Data for this exercise
------------------------------------------------------------------------

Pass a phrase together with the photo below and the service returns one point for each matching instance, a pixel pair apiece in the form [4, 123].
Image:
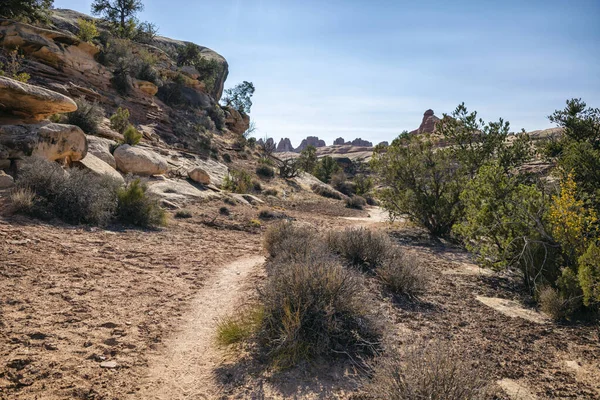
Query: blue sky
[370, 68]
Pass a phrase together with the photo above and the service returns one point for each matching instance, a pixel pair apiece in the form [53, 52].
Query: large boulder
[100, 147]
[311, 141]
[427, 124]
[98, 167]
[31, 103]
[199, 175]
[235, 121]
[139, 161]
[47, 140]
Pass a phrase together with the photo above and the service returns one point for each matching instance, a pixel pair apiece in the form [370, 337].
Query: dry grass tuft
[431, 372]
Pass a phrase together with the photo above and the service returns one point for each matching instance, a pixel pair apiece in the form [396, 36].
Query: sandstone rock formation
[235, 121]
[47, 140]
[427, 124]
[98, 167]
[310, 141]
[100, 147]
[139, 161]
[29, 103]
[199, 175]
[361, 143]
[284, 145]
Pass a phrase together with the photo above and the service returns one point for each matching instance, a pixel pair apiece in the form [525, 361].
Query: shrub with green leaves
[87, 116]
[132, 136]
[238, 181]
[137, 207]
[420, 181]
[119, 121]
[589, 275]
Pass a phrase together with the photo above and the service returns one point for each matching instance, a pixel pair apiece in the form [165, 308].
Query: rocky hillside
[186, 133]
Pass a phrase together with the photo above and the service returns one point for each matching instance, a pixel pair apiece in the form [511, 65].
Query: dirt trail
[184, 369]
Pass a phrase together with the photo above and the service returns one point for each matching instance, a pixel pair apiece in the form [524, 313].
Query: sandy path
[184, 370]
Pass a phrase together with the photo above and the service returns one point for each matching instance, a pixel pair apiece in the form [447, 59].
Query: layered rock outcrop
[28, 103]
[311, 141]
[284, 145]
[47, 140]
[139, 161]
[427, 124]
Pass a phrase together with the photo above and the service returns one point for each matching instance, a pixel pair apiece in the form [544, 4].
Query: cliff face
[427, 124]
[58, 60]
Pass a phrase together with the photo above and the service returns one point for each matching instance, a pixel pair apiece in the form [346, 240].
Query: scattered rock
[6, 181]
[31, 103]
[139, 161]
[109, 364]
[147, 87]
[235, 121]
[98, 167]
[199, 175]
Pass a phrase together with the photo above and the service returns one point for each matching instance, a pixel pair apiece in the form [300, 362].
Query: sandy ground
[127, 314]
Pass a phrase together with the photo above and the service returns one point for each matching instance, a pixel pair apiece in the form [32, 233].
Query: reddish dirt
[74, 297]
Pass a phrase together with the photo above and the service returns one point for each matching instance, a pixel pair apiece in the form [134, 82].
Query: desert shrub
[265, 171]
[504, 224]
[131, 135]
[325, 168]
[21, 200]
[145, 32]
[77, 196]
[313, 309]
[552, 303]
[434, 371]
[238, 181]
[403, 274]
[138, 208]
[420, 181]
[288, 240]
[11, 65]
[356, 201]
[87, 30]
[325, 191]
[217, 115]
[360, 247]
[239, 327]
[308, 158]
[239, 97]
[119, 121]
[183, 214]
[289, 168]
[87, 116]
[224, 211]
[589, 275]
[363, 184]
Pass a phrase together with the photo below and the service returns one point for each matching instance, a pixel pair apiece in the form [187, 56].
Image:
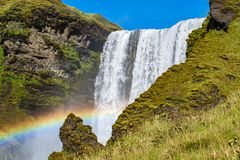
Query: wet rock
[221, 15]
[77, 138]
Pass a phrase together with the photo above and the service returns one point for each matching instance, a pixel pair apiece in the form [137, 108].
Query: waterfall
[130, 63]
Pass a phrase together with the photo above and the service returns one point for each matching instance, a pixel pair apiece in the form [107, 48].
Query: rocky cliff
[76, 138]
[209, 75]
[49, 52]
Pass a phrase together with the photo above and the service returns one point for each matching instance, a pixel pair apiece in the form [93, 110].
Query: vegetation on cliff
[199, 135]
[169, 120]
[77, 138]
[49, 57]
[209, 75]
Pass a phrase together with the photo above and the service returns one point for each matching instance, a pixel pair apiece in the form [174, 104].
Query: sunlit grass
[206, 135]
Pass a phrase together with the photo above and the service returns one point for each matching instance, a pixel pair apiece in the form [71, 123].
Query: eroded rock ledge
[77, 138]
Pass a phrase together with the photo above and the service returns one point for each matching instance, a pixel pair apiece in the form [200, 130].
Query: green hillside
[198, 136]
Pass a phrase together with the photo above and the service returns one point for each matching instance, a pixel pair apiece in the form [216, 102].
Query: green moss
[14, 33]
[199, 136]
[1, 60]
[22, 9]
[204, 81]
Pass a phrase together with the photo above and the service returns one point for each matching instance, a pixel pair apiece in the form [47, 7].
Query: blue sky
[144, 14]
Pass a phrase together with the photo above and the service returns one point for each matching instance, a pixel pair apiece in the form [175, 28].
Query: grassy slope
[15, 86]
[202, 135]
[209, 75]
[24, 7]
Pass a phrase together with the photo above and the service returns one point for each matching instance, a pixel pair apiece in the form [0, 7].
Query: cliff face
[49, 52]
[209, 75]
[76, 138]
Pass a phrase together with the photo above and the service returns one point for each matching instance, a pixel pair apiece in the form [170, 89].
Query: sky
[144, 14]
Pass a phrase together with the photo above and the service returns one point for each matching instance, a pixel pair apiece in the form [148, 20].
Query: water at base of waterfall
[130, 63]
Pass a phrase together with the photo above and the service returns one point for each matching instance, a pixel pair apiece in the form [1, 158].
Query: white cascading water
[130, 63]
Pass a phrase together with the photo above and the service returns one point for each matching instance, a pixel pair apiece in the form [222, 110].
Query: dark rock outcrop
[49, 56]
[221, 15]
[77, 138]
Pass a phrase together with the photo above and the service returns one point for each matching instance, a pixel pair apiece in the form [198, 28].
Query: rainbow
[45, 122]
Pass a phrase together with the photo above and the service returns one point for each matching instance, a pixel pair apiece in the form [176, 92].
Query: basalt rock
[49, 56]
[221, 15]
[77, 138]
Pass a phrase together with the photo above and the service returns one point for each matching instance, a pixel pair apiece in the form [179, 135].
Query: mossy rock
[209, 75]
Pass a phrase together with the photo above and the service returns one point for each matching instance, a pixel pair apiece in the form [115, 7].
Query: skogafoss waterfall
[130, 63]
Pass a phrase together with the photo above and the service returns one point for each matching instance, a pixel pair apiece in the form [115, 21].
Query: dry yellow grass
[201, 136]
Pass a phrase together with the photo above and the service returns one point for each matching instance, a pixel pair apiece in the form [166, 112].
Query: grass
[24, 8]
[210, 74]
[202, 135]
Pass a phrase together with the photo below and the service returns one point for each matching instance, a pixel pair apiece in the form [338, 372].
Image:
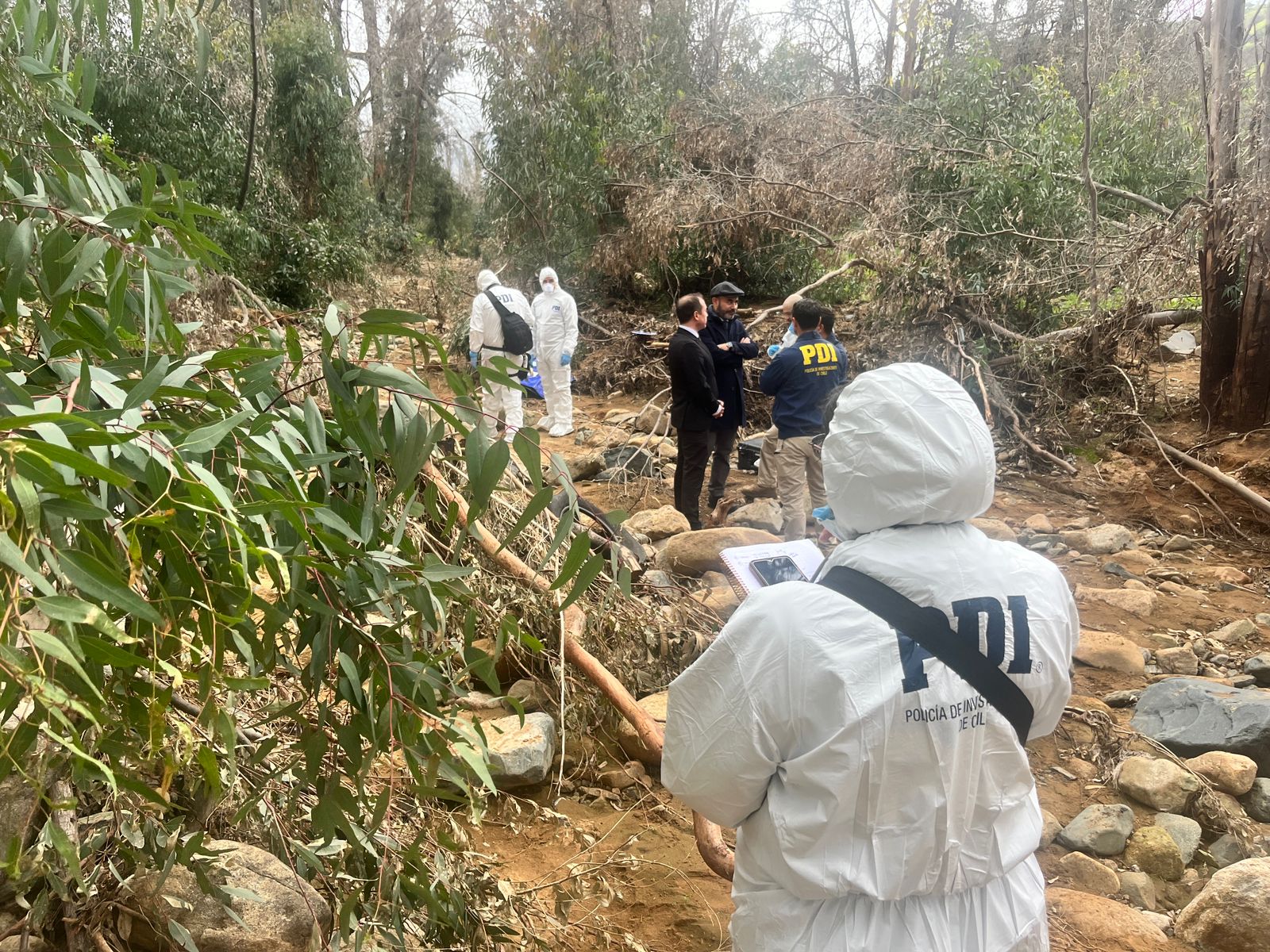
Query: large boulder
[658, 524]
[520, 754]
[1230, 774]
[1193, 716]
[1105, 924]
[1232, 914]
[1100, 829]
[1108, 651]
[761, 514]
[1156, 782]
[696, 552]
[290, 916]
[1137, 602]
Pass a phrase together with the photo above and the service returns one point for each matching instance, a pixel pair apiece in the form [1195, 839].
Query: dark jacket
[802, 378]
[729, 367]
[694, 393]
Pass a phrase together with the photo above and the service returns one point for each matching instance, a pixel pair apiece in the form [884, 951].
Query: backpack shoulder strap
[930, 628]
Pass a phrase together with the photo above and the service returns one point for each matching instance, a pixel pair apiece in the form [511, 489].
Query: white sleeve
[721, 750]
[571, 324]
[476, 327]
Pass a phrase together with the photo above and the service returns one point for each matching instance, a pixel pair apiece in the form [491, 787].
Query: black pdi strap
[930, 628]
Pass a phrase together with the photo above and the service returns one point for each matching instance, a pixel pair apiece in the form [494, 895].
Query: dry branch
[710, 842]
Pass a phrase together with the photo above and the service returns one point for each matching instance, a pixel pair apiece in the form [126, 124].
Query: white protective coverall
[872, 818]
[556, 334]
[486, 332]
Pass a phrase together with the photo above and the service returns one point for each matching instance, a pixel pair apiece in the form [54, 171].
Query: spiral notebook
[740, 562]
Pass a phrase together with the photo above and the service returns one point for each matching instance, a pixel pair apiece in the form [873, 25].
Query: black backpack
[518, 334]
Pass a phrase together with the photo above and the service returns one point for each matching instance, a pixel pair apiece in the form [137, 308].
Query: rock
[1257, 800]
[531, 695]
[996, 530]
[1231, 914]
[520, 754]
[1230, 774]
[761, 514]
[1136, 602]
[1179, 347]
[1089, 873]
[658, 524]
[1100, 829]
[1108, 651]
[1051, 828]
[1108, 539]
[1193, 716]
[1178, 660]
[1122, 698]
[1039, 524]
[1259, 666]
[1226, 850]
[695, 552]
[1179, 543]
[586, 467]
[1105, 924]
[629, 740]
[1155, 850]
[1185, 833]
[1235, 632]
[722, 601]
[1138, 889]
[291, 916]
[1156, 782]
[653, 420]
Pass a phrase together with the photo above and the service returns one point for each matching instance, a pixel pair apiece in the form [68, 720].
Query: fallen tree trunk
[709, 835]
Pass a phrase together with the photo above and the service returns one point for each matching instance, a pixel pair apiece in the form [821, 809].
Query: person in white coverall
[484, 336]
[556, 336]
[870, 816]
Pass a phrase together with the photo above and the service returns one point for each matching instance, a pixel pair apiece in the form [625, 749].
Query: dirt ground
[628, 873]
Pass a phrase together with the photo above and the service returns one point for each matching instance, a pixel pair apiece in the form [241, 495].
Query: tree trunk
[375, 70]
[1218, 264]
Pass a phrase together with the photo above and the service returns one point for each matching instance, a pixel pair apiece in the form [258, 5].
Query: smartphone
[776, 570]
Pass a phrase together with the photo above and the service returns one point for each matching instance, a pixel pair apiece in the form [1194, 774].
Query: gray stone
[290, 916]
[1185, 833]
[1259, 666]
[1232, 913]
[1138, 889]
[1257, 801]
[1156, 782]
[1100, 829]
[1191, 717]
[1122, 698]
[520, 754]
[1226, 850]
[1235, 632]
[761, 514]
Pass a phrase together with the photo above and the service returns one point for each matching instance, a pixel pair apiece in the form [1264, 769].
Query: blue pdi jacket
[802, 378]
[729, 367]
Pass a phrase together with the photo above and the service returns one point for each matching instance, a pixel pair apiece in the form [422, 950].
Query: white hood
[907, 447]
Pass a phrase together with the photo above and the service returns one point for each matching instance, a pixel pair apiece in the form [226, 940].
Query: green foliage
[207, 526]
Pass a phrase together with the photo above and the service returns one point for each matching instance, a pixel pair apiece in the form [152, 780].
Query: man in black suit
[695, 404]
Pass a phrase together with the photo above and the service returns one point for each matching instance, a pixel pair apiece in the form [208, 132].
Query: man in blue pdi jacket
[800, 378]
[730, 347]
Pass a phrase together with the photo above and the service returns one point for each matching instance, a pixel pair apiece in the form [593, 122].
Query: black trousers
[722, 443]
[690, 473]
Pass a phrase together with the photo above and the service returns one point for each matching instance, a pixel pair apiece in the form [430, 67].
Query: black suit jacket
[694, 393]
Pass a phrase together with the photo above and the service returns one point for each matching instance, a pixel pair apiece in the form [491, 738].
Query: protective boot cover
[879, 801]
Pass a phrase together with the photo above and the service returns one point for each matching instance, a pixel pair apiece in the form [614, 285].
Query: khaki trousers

------------------------------------------------------------------------

Direction
Copy exactly the lines above, from the one containing "form [593, 122]." through the very last line.

Correct result
Pass a phrase together with the photo above and the service returns one point for each matching instance, a pixel pair apiece in the form [593, 122].
Query: black trousers
[722, 443]
[690, 473]
Pass a phrase together with the photo above and the service returns one point for each matching instance, a pixel pair apiece in the form [430, 67].
Query: black suit jacket
[694, 393]
Pass a phrase together with the photo above and the service returns one point for each matching instance, a pixel pair apiece in the form [491, 738].
Query: protective boot cover
[879, 801]
Pass a phrase together with the photo above and the service returns one point for each matching instance, a pixel pair apiece in the form [614, 285].
Query: khaki trousers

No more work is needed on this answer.